* Start *
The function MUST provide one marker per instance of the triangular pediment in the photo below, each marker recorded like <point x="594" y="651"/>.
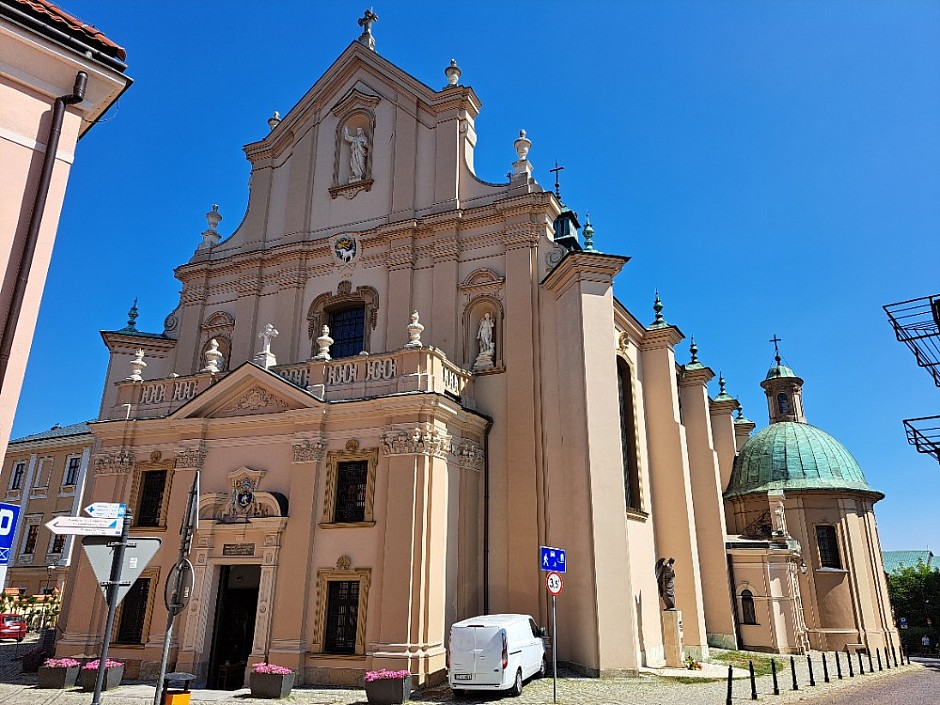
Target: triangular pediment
<point x="247" y="391"/>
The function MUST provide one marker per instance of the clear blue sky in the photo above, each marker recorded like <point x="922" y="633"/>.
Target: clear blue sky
<point x="771" y="167"/>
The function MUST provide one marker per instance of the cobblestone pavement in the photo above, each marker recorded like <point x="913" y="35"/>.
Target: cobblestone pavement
<point x="649" y="689"/>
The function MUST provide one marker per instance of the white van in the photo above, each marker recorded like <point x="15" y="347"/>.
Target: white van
<point x="495" y="652"/>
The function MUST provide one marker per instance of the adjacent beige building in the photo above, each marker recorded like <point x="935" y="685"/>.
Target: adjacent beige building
<point x="58" y="75"/>
<point x="396" y="382"/>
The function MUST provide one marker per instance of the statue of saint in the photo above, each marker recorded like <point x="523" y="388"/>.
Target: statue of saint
<point x="666" y="580"/>
<point x="358" y="146"/>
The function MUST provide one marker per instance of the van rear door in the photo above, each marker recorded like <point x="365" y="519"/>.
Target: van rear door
<point x="476" y="655"/>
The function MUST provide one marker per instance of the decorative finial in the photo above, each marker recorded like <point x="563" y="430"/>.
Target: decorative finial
<point x="414" y="332"/>
<point x="453" y="73"/>
<point x="588" y="234"/>
<point x="132" y="316"/>
<point x="776" y="340"/>
<point x="365" y="22"/>
<point x="211" y="236"/>
<point x="557" y="185"/>
<point x="658" y="308"/>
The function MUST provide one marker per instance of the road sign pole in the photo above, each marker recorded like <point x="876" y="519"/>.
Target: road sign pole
<point x="113" y="585"/>
<point x="186" y="533"/>
<point x="554" y="653"/>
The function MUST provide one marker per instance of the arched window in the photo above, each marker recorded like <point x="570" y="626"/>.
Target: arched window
<point x="748" y="615"/>
<point x="631" y="475"/>
<point x="346" y="329"/>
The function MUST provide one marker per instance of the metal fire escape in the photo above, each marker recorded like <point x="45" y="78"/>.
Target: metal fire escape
<point x="917" y="325"/>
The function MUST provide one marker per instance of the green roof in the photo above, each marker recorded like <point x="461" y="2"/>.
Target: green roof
<point x="894" y="560"/>
<point x="795" y="456"/>
<point x="75" y="429"/>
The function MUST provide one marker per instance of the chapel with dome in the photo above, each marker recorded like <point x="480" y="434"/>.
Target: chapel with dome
<point x="803" y="547"/>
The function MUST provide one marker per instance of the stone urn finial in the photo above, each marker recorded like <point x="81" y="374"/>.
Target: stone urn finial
<point x="324" y="341"/>
<point x="414" y="332"/>
<point x="213" y="358"/>
<point x="137" y="367"/>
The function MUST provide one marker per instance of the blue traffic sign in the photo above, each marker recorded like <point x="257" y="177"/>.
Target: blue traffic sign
<point x="9" y="513"/>
<point x="552" y="559"/>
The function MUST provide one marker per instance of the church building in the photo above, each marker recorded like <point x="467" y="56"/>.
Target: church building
<point x="396" y="381"/>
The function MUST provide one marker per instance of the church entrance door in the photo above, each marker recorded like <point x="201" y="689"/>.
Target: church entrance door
<point x="234" y="625"/>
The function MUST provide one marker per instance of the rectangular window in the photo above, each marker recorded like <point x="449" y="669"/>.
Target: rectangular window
<point x="71" y="471"/>
<point x="133" y="613"/>
<point x="342" y="617"/>
<point x="150" y="505"/>
<point x="19" y="472"/>
<point x="828" y="544"/>
<point x="351" y="479"/>
<point x="31" y="534"/>
<point x="58" y="543"/>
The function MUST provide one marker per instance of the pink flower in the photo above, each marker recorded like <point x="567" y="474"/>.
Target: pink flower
<point x="385" y="675"/>
<point x="93" y="665"/>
* End *
▶ AIM OF THE TASK: Reproduce the material word for word, minus the images.

▶ EXERCISE RESPONSE:
The function MUST provide one marker per instance of the triangular pediment in the photo below, each marker recorded like <point x="594" y="651"/>.
Target: triangular pediment
<point x="247" y="391"/>
The function MUST provide one marker per instance of the clear blue sky in the photo above, each marker recorded like <point x="922" y="633"/>.
Target: clear blue sky
<point x="771" y="167"/>
The function MUST provide one marker per instance of the cobblestone pavement in the photo above, each marker recorded like <point x="913" y="35"/>.
Target: cobblestone pavement
<point x="649" y="689"/>
The function MUST provide one marker per instance of the white van in the photo above, each marker recorded like <point x="15" y="347"/>.
Target: white van
<point x="495" y="652"/>
The function MUST provide one marker per instance of the adjacent beige building in the photo above, each marker recorded like <point x="935" y="685"/>.
Target: adjacent beige building
<point x="58" y="75"/>
<point x="396" y="382"/>
The function MUST provide one marker per instance of the statue of saint in the photo above, each marker recorded like <point x="523" y="388"/>.
Target: statue of saint
<point x="666" y="580"/>
<point x="358" y="146"/>
The function MUST provide one marker per instance of the van rear door in the photo above, each marker recorded like <point x="365" y="519"/>.
Target: van rear door
<point x="476" y="655"/>
The function MUST provide one marker per instance of the decorative finial in the photo above, each marker recorded like <point x="563" y="430"/>.
Target: decorative finial
<point x="414" y="332"/>
<point x="453" y="73"/>
<point x="588" y="234"/>
<point x="132" y="316"/>
<point x="776" y="340"/>
<point x="365" y="22"/>
<point x="211" y="236"/>
<point x="557" y="185"/>
<point x="658" y="308"/>
The function MUST provide one marker per instance of the road sign pole in the photo above, each marker recorded like <point x="876" y="519"/>.
Target: road sign pole
<point x="113" y="585"/>
<point x="186" y="533"/>
<point x="554" y="653"/>
The function MUST provide one marker per instance of the arched window in the photo above, each marker recorded like <point x="570" y="626"/>.
Target: arched window
<point x="748" y="615"/>
<point x="631" y="475"/>
<point x="346" y="329"/>
The function MUST provide one marker per instance of the metal fire escape in the photo above, each marker recorded like <point x="45" y="78"/>.
Target: metal fire escape
<point x="917" y="325"/>
The function MUST provide one marker per instance of the green roof in the photo above, each marker recorded like <point x="461" y="2"/>.
Target: green roof
<point x="894" y="560"/>
<point x="795" y="456"/>
<point x="75" y="429"/>
The function MUST provide one marker per instance of the chapel with dome in the photo above, each marker recorded like <point x="480" y="434"/>.
Target: chapel with dome
<point x="803" y="547"/>
The function MUST provide one marker per instance of the stone urn finial in the photo above, each marker recorded like <point x="81" y="374"/>.
Target: stone urn finial
<point x="324" y="341"/>
<point x="414" y="332"/>
<point x="213" y="358"/>
<point x="137" y="367"/>
The function MUST provide one marker per instance of the blue traffic sign in the photo above, each marker recorded like <point x="257" y="177"/>.
Target: blue traffic sign
<point x="9" y="513"/>
<point x="552" y="559"/>
The function MUST provide one marker per instance of the church building in the photo above, each marker recorded like <point x="467" y="56"/>.
Target: church building
<point x="396" y="381"/>
The function MUST provide one marker per instance of the church entrance door in the photo above, each marker recorded like <point x="201" y="689"/>.
Target: church entrance door
<point x="234" y="625"/>
The function MUST provide one marker per instance of the rectangular window in the photo above, each marker recorded like <point x="449" y="669"/>.
Target: rectangular window
<point x="71" y="471"/>
<point x="133" y="613"/>
<point x="342" y="617"/>
<point x="150" y="505"/>
<point x="19" y="472"/>
<point x="828" y="544"/>
<point x="351" y="479"/>
<point x="31" y="534"/>
<point x="58" y="543"/>
The function MUST provide one marker per instance of the pink flower in the photo above, each marker recorded like <point x="567" y="474"/>.
Target: pink flower
<point x="385" y="675"/>
<point x="93" y="665"/>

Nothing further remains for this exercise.